## What you have to do
Leave every picture out, and print the full listing again exactly.

## Supplied data
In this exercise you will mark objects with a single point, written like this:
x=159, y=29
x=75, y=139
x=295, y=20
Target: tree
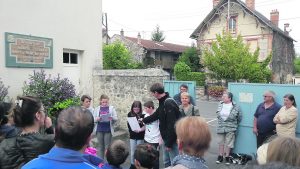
x=297, y=64
x=157, y=35
x=116, y=56
x=191, y=57
x=230, y=59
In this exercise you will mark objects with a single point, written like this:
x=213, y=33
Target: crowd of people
x=28, y=139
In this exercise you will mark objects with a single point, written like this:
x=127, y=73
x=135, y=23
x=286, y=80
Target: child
x=152, y=133
x=116, y=154
x=146, y=156
x=136, y=137
x=105, y=116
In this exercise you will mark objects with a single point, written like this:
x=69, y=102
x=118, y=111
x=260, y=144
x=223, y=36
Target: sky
x=179, y=18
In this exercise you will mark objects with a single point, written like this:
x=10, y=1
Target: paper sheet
x=105, y=117
x=134, y=124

## Solution for this exercise
In this exercise you will mark objects with a single point, written like this:
x=159, y=29
x=75, y=139
x=295, y=20
Target: tree
x=297, y=64
x=157, y=35
x=116, y=56
x=191, y=57
x=230, y=59
In this exercise you will mark objects with a single point, written like this:
x=213, y=33
Target: crowd of people
x=28, y=139
In this exercise you will mark objects with a single point, written like this:
x=127, y=73
x=135, y=23
x=286, y=80
Target: child
x=152, y=133
x=116, y=154
x=146, y=156
x=136, y=137
x=105, y=116
In this exercise you will mark objects with a single point, written like this:
x=69, y=102
x=118, y=111
x=260, y=144
x=223, y=36
Target: sky
x=179, y=18
In this exercise you will mark objects with a single point, written like this:
x=10, y=1
Target: paper sheet
x=105, y=117
x=134, y=124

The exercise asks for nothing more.